__EXERCISE PROMPT__. Write out the rows below word for word, from the line containing "Where can you see the dark front" through the very last line, both ends included.

----- INPUT DATA

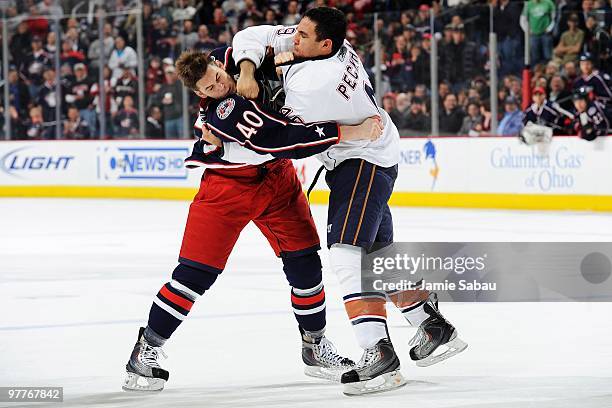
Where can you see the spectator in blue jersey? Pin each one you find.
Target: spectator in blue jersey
(506, 17)
(591, 78)
(74, 126)
(126, 120)
(512, 122)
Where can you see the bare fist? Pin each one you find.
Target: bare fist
(207, 136)
(247, 87)
(370, 129)
(283, 57)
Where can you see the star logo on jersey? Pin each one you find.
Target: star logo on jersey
(225, 108)
(319, 131)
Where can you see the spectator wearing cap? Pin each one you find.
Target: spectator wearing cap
(594, 80)
(399, 68)
(48, 99)
(122, 56)
(473, 122)
(69, 55)
(163, 38)
(451, 115)
(541, 111)
(20, 42)
(421, 20)
(154, 125)
(589, 117)
(389, 102)
(539, 17)
(571, 41)
(598, 43)
(399, 112)
(416, 120)
(506, 17)
(183, 11)
(109, 102)
(559, 93)
(126, 85)
(205, 43)
(126, 120)
(512, 122)
(420, 92)
(78, 95)
(35, 128)
(38, 25)
(271, 18)
(460, 60)
(50, 8)
(187, 38)
(420, 61)
(33, 66)
(75, 127)
(219, 21)
(79, 43)
(154, 76)
(292, 15)
(108, 44)
(51, 43)
(19, 96)
(169, 99)
(250, 12)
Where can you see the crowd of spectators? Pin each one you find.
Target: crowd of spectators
(559, 33)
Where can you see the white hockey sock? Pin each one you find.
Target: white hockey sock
(415, 314)
(366, 310)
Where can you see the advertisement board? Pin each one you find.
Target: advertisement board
(447, 171)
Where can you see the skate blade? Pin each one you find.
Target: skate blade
(454, 347)
(382, 383)
(135, 382)
(330, 374)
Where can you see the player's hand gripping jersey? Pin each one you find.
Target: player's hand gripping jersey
(335, 88)
(253, 128)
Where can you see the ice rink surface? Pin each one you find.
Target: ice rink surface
(77, 278)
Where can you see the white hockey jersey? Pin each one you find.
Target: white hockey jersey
(332, 89)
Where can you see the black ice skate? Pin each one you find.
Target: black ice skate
(377, 371)
(143, 370)
(434, 332)
(322, 360)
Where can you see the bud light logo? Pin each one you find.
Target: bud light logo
(20, 162)
(142, 163)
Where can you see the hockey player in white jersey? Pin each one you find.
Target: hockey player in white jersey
(327, 81)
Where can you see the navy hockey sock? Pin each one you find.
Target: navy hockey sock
(307, 293)
(174, 301)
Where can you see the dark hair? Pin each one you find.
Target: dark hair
(330, 24)
(191, 66)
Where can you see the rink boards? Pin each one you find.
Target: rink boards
(485, 172)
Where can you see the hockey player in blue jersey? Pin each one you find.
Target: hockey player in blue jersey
(589, 118)
(597, 83)
(542, 112)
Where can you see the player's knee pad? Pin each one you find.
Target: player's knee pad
(196, 280)
(345, 261)
(303, 272)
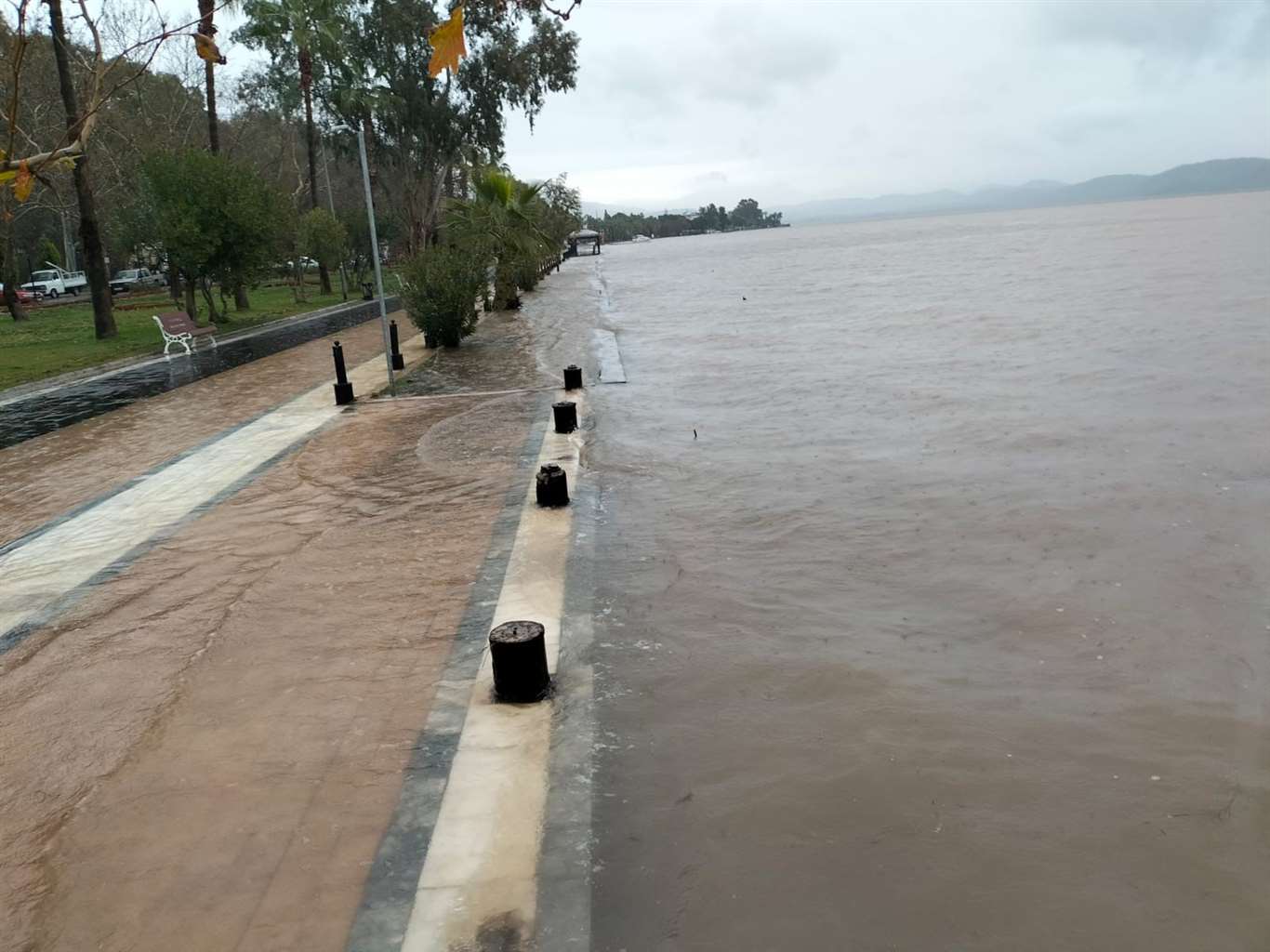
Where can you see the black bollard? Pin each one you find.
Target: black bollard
(552, 486)
(398, 361)
(519, 652)
(566, 416)
(343, 389)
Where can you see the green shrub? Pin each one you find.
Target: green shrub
(441, 288)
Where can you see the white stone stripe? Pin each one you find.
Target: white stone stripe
(481, 874)
(41, 572)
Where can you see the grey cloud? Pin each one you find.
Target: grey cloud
(1183, 30)
(1081, 126)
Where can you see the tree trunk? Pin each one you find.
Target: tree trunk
(214, 131)
(9, 277)
(205, 13)
(211, 301)
(191, 302)
(306, 82)
(90, 235)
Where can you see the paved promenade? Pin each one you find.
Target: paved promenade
(224, 617)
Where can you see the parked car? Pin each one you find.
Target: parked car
(23, 295)
(56, 282)
(136, 280)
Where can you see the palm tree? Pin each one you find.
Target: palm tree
(499, 219)
(302, 27)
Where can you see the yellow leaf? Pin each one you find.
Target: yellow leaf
(24, 181)
(447, 44)
(207, 49)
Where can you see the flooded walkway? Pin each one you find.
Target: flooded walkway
(228, 608)
(55, 407)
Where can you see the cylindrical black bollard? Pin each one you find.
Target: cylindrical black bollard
(398, 361)
(566, 416)
(519, 652)
(552, 486)
(343, 389)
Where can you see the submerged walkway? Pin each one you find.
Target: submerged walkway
(243, 694)
(224, 615)
(42, 410)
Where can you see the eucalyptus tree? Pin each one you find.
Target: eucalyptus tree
(423, 128)
(207, 27)
(312, 33)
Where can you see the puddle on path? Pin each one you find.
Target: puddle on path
(45, 413)
(58, 471)
(204, 753)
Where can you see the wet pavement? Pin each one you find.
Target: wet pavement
(47, 410)
(51, 475)
(204, 749)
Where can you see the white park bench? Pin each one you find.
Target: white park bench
(177, 327)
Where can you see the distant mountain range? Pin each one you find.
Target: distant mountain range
(1196, 179)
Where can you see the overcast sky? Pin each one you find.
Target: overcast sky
(684, 101)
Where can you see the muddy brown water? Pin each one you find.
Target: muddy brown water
(58, 471)
(205, 750)
(949, 628)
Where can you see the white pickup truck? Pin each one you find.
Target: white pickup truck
(136, 280)
(56, 282)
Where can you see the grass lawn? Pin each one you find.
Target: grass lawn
(59, 337)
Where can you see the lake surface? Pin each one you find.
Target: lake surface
(950, 626)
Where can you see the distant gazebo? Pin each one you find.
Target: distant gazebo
(585, 238)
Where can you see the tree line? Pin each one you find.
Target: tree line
(118, 141)
(624, 226)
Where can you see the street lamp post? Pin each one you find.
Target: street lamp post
(330, 200)
(375, 252)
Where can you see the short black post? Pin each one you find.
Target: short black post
(343, 389)
(566, 416)
(398, 361)
(552, 486)
(519, 652)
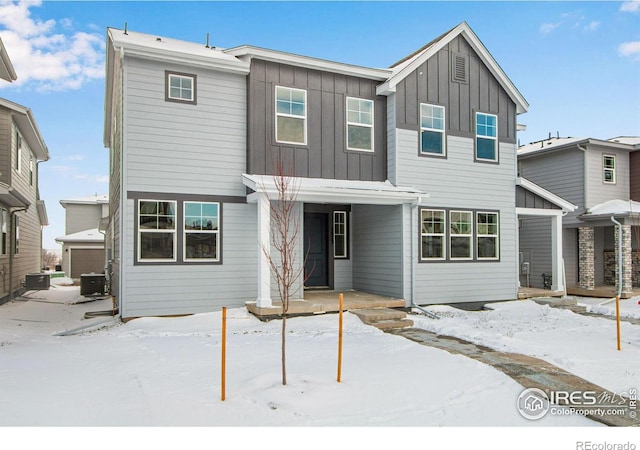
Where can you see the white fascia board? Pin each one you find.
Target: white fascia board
(550, 196)
(185, 58)
(247, 51)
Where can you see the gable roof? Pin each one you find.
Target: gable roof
(27, 125)
(7, 72)
(405, 67)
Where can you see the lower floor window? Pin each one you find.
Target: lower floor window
(468, 235)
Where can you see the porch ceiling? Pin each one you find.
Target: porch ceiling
(322, 190)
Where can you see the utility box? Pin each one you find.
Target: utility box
(37, 281)
(92, 284)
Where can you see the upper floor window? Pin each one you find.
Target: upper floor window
(156, 230)
(180, 87)
(486, 137)
(609, 169)
(18, 155)
(432, 130)
(359, 124)
(291, 115)
(432, 234)
(201, 231)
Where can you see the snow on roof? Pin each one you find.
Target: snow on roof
(88, 200)
(548, 144)
(615, 208)
(631, 140)
(92, 235)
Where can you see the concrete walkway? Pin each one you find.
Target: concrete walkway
(528, 371)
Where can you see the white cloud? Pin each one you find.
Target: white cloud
(632, 6)
(630, 49)
(592, 26)
(549, 27)
(49, 58)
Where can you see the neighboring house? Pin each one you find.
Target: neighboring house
(602, 178)
(83, 244)
(406, 177)
(22, 213)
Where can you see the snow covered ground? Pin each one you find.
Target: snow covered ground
(165, 372)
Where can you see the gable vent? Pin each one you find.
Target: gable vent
(459, 68)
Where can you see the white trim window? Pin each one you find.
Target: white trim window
(340, 234)
(291, 115)
(609, 169)
(359, 124)
(432, 234)
(3, 229)
(201, 231)
(156, 230)
(486, 137)
(461, 234)
(432, 140)
(487, 230)
(181, 87)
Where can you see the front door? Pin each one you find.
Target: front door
(316, 250)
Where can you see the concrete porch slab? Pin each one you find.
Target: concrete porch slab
(321, 301)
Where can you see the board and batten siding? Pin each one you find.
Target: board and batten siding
(325, 154)
(184, 148)
(180, 289)
(458, 182)
(561, 173)
(432, 83)
(634, 175)
(597, 190)
(377, 249)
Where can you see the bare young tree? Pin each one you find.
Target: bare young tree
(286, 268)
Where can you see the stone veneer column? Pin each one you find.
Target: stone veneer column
(627, 268)
(586, 264)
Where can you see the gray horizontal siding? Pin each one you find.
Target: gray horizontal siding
(181, 289)
(181, 147)
(377, 249)
(599, 191)
(561, 173)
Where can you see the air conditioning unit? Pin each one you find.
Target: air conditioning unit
(37, 281)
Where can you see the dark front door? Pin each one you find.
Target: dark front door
(316, 249)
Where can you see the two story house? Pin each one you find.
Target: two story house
(602, 178)
(405, 177)
(22, 212)
(83, 244)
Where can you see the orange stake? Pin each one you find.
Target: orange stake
(340, 342)
(618, 319)
(224, 352)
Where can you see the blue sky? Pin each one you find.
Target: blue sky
(576, 63)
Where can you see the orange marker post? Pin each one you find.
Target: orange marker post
(340, 341)
(618, 319)
(224, 353)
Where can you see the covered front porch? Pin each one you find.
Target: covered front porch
(349, 238)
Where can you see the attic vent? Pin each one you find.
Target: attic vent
(459, 68)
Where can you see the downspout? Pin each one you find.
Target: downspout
(619, 225)
(12, 247)
(414, 215)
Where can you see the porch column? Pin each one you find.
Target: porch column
(264, 249)
(627, 269)
(586, 263)
(558, 282)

----------

__SOLUTION TO THE EXERCISE__.
Where can you see the dark front door? Pin each one you find.
Target: dark front door
(316, 249)
Where can you see the two story house? Pin each one you find.
Target: two story house
(602, 178)
(405, 177)
(22, 212)
(83, 244)
Where can you see the orange stake? Pin each one you find.
Target: orange stake
(340, 342)
(618, 319)
(224, 352)
Where can you see the blue sky? Pin each one you find.
Target: blue sky
(576, 63)
Where can you see the orange marker post? Pin each one you find.
Target: orange marker post
(340, 341)
(618, 319)
(224, 353)
Where can you see the covered front porch? Pin each one you find.
Target: covered front porch
(349, 238)
Where can you see the attic vent? Pin each one you find.
Target: attic vent
(459, 68)
Where can you see the downspout? Pin each one you find.
Target: downspout
(619, 225)
(12, 247)
(414, 215)
Where can you see the porch column? Pin each one you find.
Target: porch column
(264, 249)
(627, 269)
(586, 263)
(558, 282)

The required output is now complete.